List every line in the material below that contains the word "patch".

# SUPPLIED RECORDS:
——

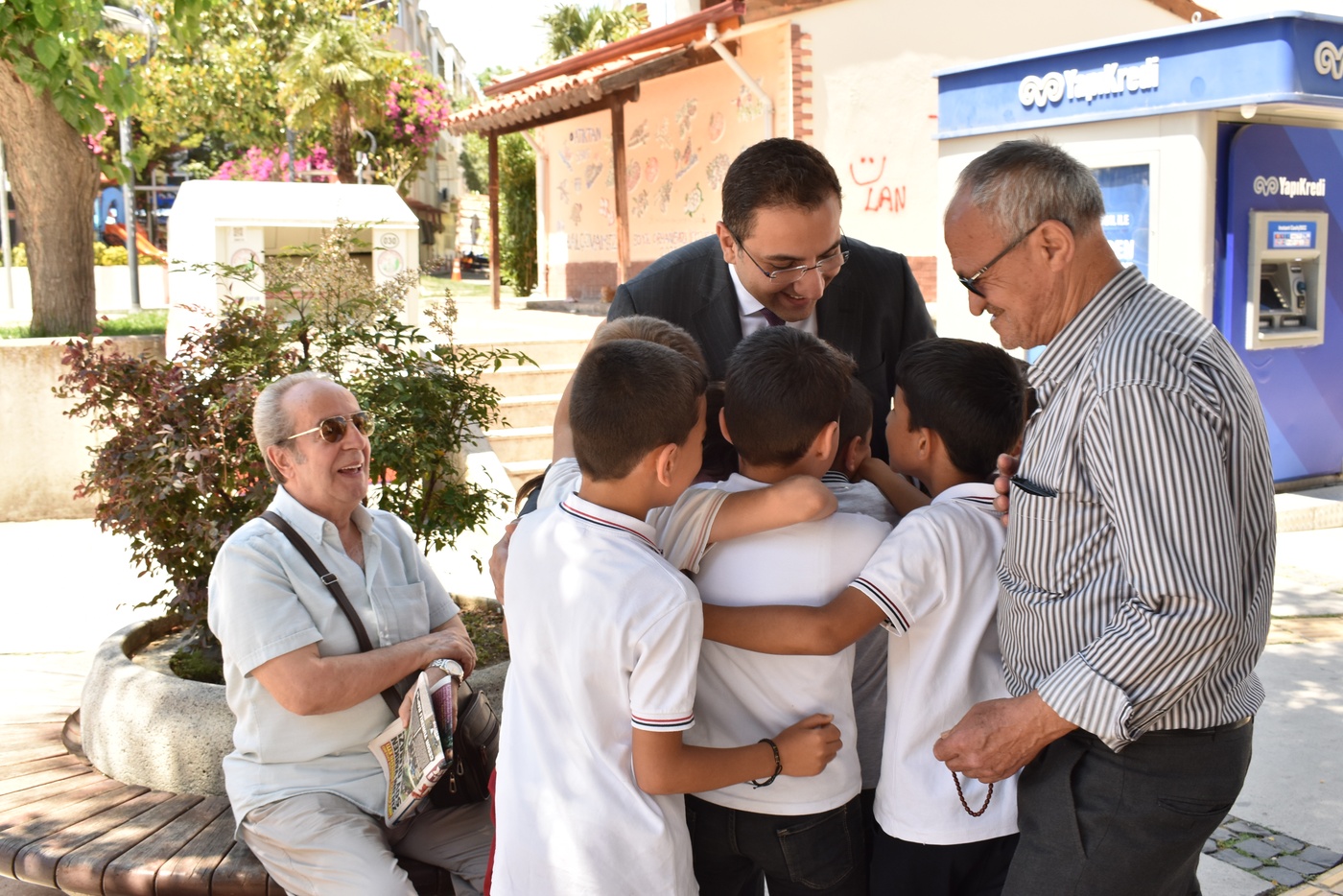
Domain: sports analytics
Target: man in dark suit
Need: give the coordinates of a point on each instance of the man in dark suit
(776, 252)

——

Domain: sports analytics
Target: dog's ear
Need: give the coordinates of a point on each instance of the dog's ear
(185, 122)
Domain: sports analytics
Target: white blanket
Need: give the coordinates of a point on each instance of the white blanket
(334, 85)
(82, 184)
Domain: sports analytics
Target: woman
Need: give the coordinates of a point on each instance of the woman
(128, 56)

——

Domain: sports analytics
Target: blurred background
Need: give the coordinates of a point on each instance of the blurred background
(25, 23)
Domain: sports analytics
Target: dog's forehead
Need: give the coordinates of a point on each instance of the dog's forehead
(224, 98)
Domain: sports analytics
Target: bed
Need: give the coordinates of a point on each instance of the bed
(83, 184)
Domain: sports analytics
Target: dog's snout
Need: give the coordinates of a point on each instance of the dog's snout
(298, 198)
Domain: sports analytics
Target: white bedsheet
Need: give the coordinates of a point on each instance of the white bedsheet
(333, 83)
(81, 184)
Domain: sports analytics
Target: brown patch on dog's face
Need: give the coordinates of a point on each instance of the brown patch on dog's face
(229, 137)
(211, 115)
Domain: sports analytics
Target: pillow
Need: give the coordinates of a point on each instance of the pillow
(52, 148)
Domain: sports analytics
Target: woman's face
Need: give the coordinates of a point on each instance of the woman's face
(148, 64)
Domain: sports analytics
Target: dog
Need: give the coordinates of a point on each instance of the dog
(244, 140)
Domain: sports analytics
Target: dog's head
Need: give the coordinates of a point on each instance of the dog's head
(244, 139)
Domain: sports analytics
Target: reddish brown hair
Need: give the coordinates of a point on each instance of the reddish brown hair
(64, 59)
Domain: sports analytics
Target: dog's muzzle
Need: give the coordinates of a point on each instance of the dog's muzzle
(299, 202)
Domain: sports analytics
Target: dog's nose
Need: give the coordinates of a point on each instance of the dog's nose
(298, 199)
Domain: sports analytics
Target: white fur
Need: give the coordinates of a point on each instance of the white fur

——

# SOLUTION FOR THIS EXERCISE:
Target: brown patch on dog's face
Need: give the coordinates of a point on each instance of the brown patch on dog's face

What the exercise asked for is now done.